_What is needed:_ In the article on mental wellbeing below, what share of Australians said their emotional wellbeing over the past twelve months had been worse than usual?

_Provided text:_
== Segment start ==
Around 4.8 million Australians experience some kind of mental or behavioural condition (that we know of). Honestly, with the stresses of social media, the 24-hour news cycle, an unstable economy and, more recently, a deadly virus and the ever-present threat of snap lockdowns, we can see why.

The past twelve months in particular have put a greater strain on mental health, with around 37.9 percent of Australians stating their emotional wellbeing has been worse than usual (and even the worst it’s ever been).

This isn’t just exclusive to Australians, either – earlier this year, the Harvard Business Review reported that 85 percent of people globally have experienced a decline in their general wellbeing since the start of the pandemic.

So, in the midst of Mental Health Month, we caught up with two health professionals to see what we can do about it.

What strategies can we use to support our mental wellbeing?

Australian psychologist Jaimie Bloch says she has seen the impact that lockdowns, closed borders and lack of connection this past winter have had on people’s physical and mental wellbeing. 

“This second year of the pandemic has been felt a lot more intensely by the general population,” says Jaimie. “We are all experiencing pandemic fatigue. 2020 had its own challenges with the emergence of COVID-19, and now 2021 has been much the same with extreme uncertainty and on-off lockdowns.”

Ongoing exposure to stress, on-off lockdowns and ongoing instability can fuel emotional exhaustion, Jaimie says. And, on top of that, many of us are currently expected to work full-time hours or study-full time at home with limited social connection and interactions. 

“When people work continuously without the ability to recharge and re-energise through holidays, social gatherings or engaging in passions, that’s when burnout strikes,” says Jaimie. 

Fortunately, she says that with spring being a natural time for renewal, there are simple yet effective strategies we can incorporate into our daily routines to support and improve our mental and physical wellbeing.  

“It is important to focus on the mind, body and soul together when we approach our overall wellbeing,” Jaimie says. “Having a good routine in place for your mind, moving your body every day and focusing on your passions  are all great ways to nourish ourselves holistically.

“Something that plays an important role in both our mind and body is our diet. What we eat provides us with nutrients and vitamins that impact our gut health. When our gut is healthy, our brain effectively sends and receives signals to help our mind and body function optimally. A nourishing diet can improve our immune system, sleep patterns, motivation, concentration, decision making and ability to manage our  emotions.”  

How can we boost our mood from the inside out?

Well-known nutritionist and chef Teresa Cutter says many people are aware their mental wellbeing has been impacted recently and says eating delicious and nutritious meals loaded with vitamin C is a great way to build a healthy body.
== Segment end ==
_Data section:_
== Segment start ==
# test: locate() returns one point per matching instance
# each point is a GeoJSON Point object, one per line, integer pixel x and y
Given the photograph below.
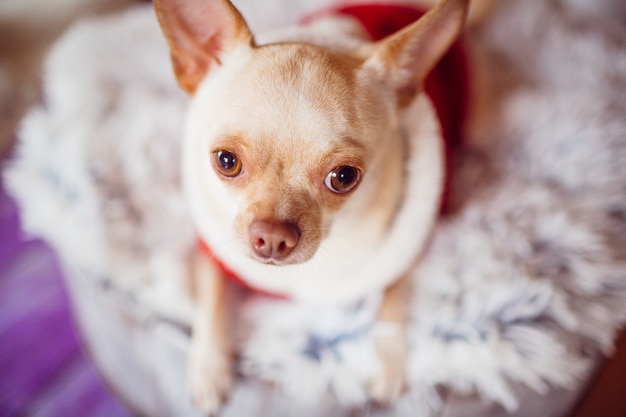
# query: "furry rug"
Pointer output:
{"type": "Point", "coordinates": [521, 286]}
== Segment end ==
_Answer section:_ Around 37.9 percent.